▶ **Instructions to follow**
Print the whole listing exactly.

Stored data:

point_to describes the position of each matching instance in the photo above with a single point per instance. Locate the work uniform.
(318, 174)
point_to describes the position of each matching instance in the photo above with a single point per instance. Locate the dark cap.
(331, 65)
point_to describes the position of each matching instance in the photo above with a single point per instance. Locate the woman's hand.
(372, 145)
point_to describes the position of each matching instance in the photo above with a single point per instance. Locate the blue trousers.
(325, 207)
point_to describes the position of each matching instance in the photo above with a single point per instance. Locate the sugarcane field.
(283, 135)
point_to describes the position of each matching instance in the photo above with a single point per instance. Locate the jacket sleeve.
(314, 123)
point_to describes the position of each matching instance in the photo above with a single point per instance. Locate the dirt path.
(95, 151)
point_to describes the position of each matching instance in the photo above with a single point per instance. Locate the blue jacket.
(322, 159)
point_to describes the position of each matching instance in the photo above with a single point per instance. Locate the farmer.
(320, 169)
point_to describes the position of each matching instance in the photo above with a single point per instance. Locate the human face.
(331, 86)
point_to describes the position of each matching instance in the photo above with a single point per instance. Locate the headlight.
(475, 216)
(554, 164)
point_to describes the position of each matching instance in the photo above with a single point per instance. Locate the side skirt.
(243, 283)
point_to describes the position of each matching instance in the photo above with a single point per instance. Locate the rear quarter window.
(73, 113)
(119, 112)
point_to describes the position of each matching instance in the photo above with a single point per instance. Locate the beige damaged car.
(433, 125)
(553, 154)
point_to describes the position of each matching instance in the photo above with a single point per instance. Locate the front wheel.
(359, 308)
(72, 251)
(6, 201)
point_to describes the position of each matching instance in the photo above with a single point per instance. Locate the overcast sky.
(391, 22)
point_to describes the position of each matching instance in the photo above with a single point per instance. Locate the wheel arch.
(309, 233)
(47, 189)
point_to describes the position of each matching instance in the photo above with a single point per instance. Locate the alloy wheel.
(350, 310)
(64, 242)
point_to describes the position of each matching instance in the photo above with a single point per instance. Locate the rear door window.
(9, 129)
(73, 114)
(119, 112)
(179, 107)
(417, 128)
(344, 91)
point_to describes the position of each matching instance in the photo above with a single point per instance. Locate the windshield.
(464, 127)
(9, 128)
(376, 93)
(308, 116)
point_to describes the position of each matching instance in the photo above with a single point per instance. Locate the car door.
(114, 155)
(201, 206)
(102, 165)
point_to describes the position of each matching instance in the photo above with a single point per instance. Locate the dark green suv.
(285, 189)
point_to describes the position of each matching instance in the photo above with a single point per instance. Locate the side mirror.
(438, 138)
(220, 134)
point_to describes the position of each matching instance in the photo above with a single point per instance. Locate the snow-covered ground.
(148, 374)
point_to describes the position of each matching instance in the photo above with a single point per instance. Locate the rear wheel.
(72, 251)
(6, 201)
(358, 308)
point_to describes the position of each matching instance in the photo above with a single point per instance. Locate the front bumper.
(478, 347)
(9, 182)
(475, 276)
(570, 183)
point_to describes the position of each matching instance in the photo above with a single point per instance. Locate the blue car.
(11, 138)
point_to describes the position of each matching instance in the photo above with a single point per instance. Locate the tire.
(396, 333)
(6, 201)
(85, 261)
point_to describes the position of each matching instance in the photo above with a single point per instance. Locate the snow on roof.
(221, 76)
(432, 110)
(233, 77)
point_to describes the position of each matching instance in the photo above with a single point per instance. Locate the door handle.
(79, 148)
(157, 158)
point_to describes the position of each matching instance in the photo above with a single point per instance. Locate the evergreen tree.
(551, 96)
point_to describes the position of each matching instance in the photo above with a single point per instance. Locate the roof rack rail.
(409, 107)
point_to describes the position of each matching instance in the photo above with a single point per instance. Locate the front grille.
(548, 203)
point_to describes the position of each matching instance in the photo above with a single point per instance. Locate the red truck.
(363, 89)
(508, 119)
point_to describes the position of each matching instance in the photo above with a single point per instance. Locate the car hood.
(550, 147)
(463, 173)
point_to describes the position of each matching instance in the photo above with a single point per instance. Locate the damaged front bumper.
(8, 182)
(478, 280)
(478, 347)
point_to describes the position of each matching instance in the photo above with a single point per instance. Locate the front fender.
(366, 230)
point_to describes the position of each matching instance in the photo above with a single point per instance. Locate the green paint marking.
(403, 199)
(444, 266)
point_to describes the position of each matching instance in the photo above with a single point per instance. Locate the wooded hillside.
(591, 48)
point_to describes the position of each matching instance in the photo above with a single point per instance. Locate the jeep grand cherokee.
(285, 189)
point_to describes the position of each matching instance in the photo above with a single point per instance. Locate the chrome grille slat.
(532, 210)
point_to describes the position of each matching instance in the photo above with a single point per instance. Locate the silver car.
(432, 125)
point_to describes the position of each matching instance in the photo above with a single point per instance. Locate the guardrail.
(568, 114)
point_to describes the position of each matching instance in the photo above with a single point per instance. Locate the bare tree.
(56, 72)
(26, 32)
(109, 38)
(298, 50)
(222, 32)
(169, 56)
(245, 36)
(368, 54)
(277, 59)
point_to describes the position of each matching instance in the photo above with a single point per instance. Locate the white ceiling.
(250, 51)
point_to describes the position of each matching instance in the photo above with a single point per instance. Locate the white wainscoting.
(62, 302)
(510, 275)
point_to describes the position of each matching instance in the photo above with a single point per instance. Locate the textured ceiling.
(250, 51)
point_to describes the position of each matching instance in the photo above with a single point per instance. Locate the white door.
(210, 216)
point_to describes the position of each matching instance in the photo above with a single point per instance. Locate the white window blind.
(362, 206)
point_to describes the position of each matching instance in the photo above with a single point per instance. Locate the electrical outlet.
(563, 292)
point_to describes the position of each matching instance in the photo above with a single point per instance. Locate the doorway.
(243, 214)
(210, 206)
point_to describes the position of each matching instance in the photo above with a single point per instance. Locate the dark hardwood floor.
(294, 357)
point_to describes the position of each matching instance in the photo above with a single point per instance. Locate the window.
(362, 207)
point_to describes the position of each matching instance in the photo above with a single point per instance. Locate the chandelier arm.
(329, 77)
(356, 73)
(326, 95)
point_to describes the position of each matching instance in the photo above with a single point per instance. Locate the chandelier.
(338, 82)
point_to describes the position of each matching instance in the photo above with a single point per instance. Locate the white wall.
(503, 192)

▶ **Correct output**
point_to describes the position of each matching instance in the photo above with a single point per instance. Locate the work uniform.
(318, 174)
point_to describes the position of each matching instance in the photo above with a single point per instance. Locate the dark cap.
(331, 65)
point_to describes the position of each matching instance in the photo above with a single point per instance. Locate the woman's hand.
(372, 145)
point_to describes the position of each matching instance in the photo above with a single point per instance. Locate the blue trousers.
(325, 207)
point_to describes the position of each matching instance in the photo above with a single point per instance. Locate the sugarcane field.
(283, 135)
point_to describes the position of each matching instance in the photo above with a single point per instance. Locate the jacket sleeve.
(314, 123)
point_to describes the position of each matching instance in the photo above with a single point per instance. Locate the dirt path.
(95, 151)
point_to describes the position of each matching instance in the photo above with a single point per instance. Locate the blue jacket.
(322, 159)
point_to describes the position of each matching instance in the photo above with a single point per instance. Locate the farmer.
(320, 169)
point_to describes the position of each matching instance in the photo above with a single point per instance. Locate the human face.
(331, 86)
point_to describes the position of each matching instance in the photo above with a single point per instance. Locate the headlight.
(475, 216)
(554, 164)
point_to describes the position of each matching instance in the photo above with a single point per instance. Locate the side skirt.
(243, 283)
point_to describes the position of each matching instance in the photo above with a single point per instance. Locate the rear quarter window.
(73, 113)
(119, 112)
point_to describes the position of each matching instance in the photo above with a single point per instance. Locate the beige damaged car.
(433, 125)
(553, 154)
point_to describes the position of each matching instance in the photo above with a single point per instance. Locate the front wheel.
(359, 308)
(72, 251)
(6, 201)
point_to describes the position of each matching instance in the photo above with a single point per instance. Locate the overcast sky.
(391, 22)
point_to describes the position of each matching instance in the photo above with a single point per instance. Locate the wheel arch.
(309, 233)
(47, 189)
point_to describes the position of each matching instance in the photo above with a single point per instance. Locate the alloy wheel.
(350, 310)
(64, 242)
point_to describes the position of each matching instance in the photo above with a single point per instance. Locate the rear door window.
(9, 129)
(73, 114)
(119, 112)
(179, 107)
(417, 128)
(344, 91)
point_to describes the position of each matching instance in the photo above with a single point per instance. Locate the windshield.
(464, 127)
(9, 128)
(376, 93)
(308, 116)
point_to describes the position of each matching instance in the photo above with a single point per instance. Locate the car door.
(114, 155)
(201, 206)
(102, 165)
point_to describes the position of each matching instance in the photo above with a single point per instance. Locate the dark green suv.
(285, 189)
point_to describes the position of each matching instance in the photo above with a single point per instance. Locate the side mirror.
(438, 138)
(220, 134)
point_to describes the position of each matching instance in the photo above with a single point per instance. Locate the snow-covered ground.
(148, 374)
point_to describes the position of each matching instance in the photo above with a single point per instance. Locate the rear wheel.
(72, 251)
(6, 201)
(358, 308)
point_to describes the position of each matching instance in the photo above with a single point per instance. Locate the front bumper.
(478, 347)
(9, 182)
(475, 276)
(570, 183)
point_to describes the position of each matching instance in the photo above with a single point per instance. Locate the blue car.
(11, 138)
point_to describes the position of each matching instance in the photo above with a single point per instance. Locate the tire.
(396, 333)
(6, 201)
(85, 261)
point_to describes the position of each matching instance in the photo above with a single point per instance. Locate the snow on roof.
(221, 76)
(432, 110)
(233, 77)
point_to describes the position of each matching instance in the photo above with a single point per instance. Locate the door handle.
(79, 148)
(157, 158)
point_to describes the position of each matching instance in the photo above with a single point per instance. Locate the evergreen tree.
(551, 96)
point_to describes the position of each matching instance in the photo above with a single point per instance. Locate the roof rack rail.
(409, 107)
point_to describes the position of each matching instance in the photo above with a single point per instance. Locate the front grille.
(548, 203)
point_to describes the position of each matching instance in the photo above with a single point per instance. Locate the red truck.
(363, 89)
(508, 119)
point_to describes the position of each matching instance in the photo above with a single point per instance. Locate the car hood.
(550, 147)
(463, 173)
point_to describes the position of each matching instance in the photo above with a single point per instance. Locate the damaged front bumper.
(8, 182)
(478, 280)
(478, 347)
point_to describes the position of each matching instance in the photo above with a single point per instance. Locate the front fender.
(366, 230)
point_to describes the position of each matching instance in the photo above with a single point per instance. Locate the green paint marking.
(403, 199)
(444, 266)
point_to describes the position of each matching instance in the photo above with a single point per instance. Locate the wooded hillside.
(591, 48)
point_to describes the position of each matching instance in the photo above with a single point per instance. Locate the jeep grand cherokee.
(285, 189)
point_to describes the position of each matching instance in the photo above with a single point per instance. Locate the chrome grille slat.
(532, 210)
point_to describes the position of each matching instance in the photo above with a single point per instance. Locate the silver car.
(432, 125)
point_to describes the position of each matching instance in the photo above with a single point per instance. Locate the guardrail.
(568, 114)
point_to describes the position of each matching instance in the photo above with a single point per instance. Locate the bare tree.
(56, 72)
(26, 32)
(109, 38)
(298, 50)
(222, 32)
(169, 56)
(245, 36)
(368, 54)
(277, 59)
point_to describes the position of each matching instance in the photo above with a single point per instance. Locate the white ceiling.
(250, 51)
point_to describes the position of each matching instance in the photo above with a single point per instance. Locate the white wainscoting.
(62, 302)
(510, 275)
point_to describes the position of each matching instance in the photo above with a single point per instance. Locate the textured ceiling.
(250, 51)
point_to describes the position of each matching instance in the photo above with a single point per instance. Locate the white door.
(210, 216)
point_to describes the position of each matching instance in the photo above with a single point per instance. Locate the white window blind.
(362, 206)
point_to describes the position of each matching instance in the photo above with a single point per instance. Locate the electrical outlet.
(563, 292)
point_to describes the position of each matching instance in the photo above with a single point per instance. Locate the doorway.
(243, 214)
(210, 206)
point_to describes the position of each matching instance in the photo above with a single point per instance. Locate the dark hardwood floor.
(294, 357)
point_to describes the position of each matching instance in the photo above with a single point per instance. Locate the window.
(362, 207)
point_to describes the position of each matching instance in the photo above with a single point per instance. Locate the chandelier arm.
(329, 77)
(356, 73)
(326, 95)
point_to describes the position of each matching instance in the photo above with a single point per instance. Locate the chandelier.
(338, 82)
point_to describes the position of each matching instance in the photo above with a single point per instance. Locate the white wall.
(503, 192)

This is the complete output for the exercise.